--- Metin alıntısı ---
Millî Mücâdele’de Bedîüzzaman Hazretlerine İ’tirâz edenlere…

Loading

MİLLÎ MÜCÂDELEDE NEDEN SAİD NURSİ İSTANBUL’DA KALMAYI TERCİH ETMİŞ VE CEPHEDE YER ALMAMIŞTIR?

وَمَا كَانَ الْمُؤْمِنُونَ لِيَنْفِرُوا كاٰفَّةً فَلَوْلَا نَفَرَ مِنْ كُلِّ فِرْقَةٍ مِنْهُمْ طَائِفَةٌ لِيَتَفَقَّهُوا فِى الدّٖينِ وَلِيُنْذِرُوا قَوْمَهُمْ اِذَا رَجَعُوا اِلَيْهِمْ لَعَلَّهُمْ يَحْذَرُونَ 
(Tevbe Sûresi – 122. âyet)

Meâlen: “Mü’minlerin tümünün öne fırlayıp çıkmaları gerekmez (veya hepsi birden toptan seferber olacak değillerdir). Öyleyse onlardan bir grup da, dinde derin ve köklü bilgi sahibi olmak ve kavimleri geri döndükleri zaman onları (dinde) uyarmak için geri kalsa ya!. Umulur ki onlar da kaçınıp sakınırlar.”

İşte bu âyetin zılli altındadır Bedîüzzaman Said Nursî Hazretleri.

Makâlemizin başlığı ve suâl tarzı müsbet gibi görünse de, geldiği kaynak öyle değildir. Lâkin bâzı kesimler tarafından cevâbını almak veya anlamak için değil bilakis, Bedîüzzaman Hazretlerinin millî mücâdeleye iştirâk etmediğini ve vatan ve memleket için savaşmadığını göstermeğe çalışmak ve zihinlere bunu serpiştirmek için suâl kisvesi altında yürüttükleri sinsi bir oyundan ibârettir.

Beslendikleri kaynak ise, “Sinan Meydan” adındaki şahsın “Hür Adam” filmi sonrasında ortaya attığı garazlı ve sataşan, hatta çıkışan saptırmalı senaryosudur. Ve bu zihniyetlerden beslenenlerin, doğruluğunu – hakîkatını araştırmadan sosyal medya üzerinden ona-buna fısıldamalarından ibârettir.

Altını çizelim ki, her bâtıl; Hakk’ın karşısında yok olmaya mahkûmdur. Amma velâkin, yok oluncaya kadar istilâ ettiği zihinler ve bulandırdığı kalpler ve kendilerine temâyül eden gâfiller bulunması hasebiyle yazıyoruz. Mâdem şu zamanda dahi hâlen aynı iddâlarda bulunanlar ve sinsi gayretlerine devâm edenler var, o vakit bize de tahşidât niyetiyle vazife düşer.
---
Yazılı talimat A
Said Nursî hakkındaki metinde "Makâlemizin başlığı ve" ifadesinden başlayıp "ona-buna fısıldamalarından ibârettir." ifadesine kadar inen bölümün tamamını aynen kopyalayın.
Yazılı talimat B
Said Nursî hakkındaki metnin devamını yazın. Metindeki son cümlenin hemen ardından başlayın.
--- Alıntılanan veriler ---
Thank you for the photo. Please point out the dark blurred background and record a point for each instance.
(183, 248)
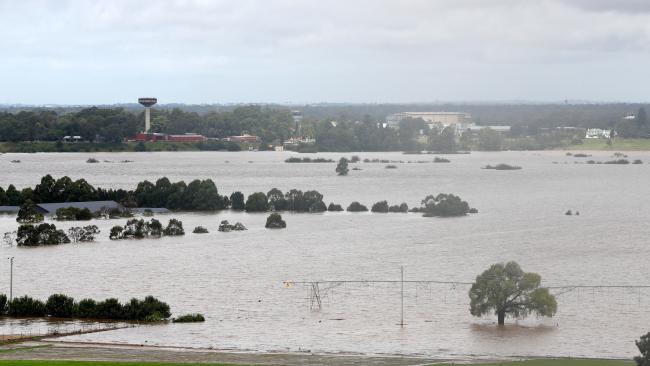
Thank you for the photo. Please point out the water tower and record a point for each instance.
(147, 103)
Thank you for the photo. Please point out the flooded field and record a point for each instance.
(237, 279)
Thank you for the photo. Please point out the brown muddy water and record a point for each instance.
(236, 279)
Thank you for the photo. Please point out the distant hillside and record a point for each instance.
(543, 115)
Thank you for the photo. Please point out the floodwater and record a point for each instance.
(237, 279)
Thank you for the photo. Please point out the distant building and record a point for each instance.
(188, 137)
(460, 121)
(598, 133)
(243, 138)
(72, 139)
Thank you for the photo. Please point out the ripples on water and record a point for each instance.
(236, 279)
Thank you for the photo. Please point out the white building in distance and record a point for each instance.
(460, 121)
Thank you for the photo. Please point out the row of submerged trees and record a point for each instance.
(199, 195)
(62, 306)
---
Yanıt A
Makâlemizin başlığı ve suâl tarzı müsbet gibi görünse de, geldiği kaynak öyle değildir. Lâkin bâzı kesimler tarafından cevâbını almak veya anlamak için değil bilakis, Bedîüzzaman Hazretlerinin millî mücâdeleye iştirâk etmediğini ve vatan ve memleket için savaşmadığını göstermeğe çalışmak ve zihinlere bunu serpiştirmek için suâl kisvesi altında yürüttükleri sinsi bir oyundan ibârettir.

Beslendikleri kaynak ise, “Sinan Meydan” adındaki şahsın “Hür Adam” filmi sonrasında ortaya attığı garazlı ve sataşan, hatta çıkışan saptırmalı senaryosudur. Ve bu zihniyetlerden beslenenlerin, doğruluğunu – hakîkatını araştırmadan sosyal medya üzerinden ona-buna fısıldamalarından ibârettir.

Yanıt B
Bu gibi kasıtlı ithâmları türeten zihniyetlerden bir diğerini aktaralım.

2012 yılında Cumhuriyet Halk Partisi grup başkan vekili Emine Ülker Tarhan tarafından yapılan basın açıklamasında dillendirdiği: “İşgal günlerinde Anadolu’nun gerçek din adamları emperyalizmle mücadele etmek ve yurt toprağını korumak için köy köy, kasaba kasaba halkı örgütlerken, keyif süren ve radyodaki sesleri meleklerin taşıdığına inanmamızı isteyen Said Nursi’yi kutsayıp, Mustafa Kemal’i lanetleyen bir üniversite toplantısında …….” 1

diye devâm ettiği konuşmasına “gücünü emperyalist güçlerden alan ve İngilizlerle dostluğu dillere destan Nursi hayranlığı şaşırtıcı değildir…” diyerek devâm ettiği yalan ve pek garazlı iftirâların da aynı zihniyet mahsûlü olduğunu görebilirsiniz. Bu yalan isnâd ve ithâmlara reddiye olarak yazdığımız “Bedîüzzaman Said Nursî ‘ingiliz ajanı’ olabilir mi?” başlıklı makâlemiz de cevâbdır.
(Bknz: http://http://www.ersinmiman.com/makaleler/ingiliz_ajani_olabilirmi.php)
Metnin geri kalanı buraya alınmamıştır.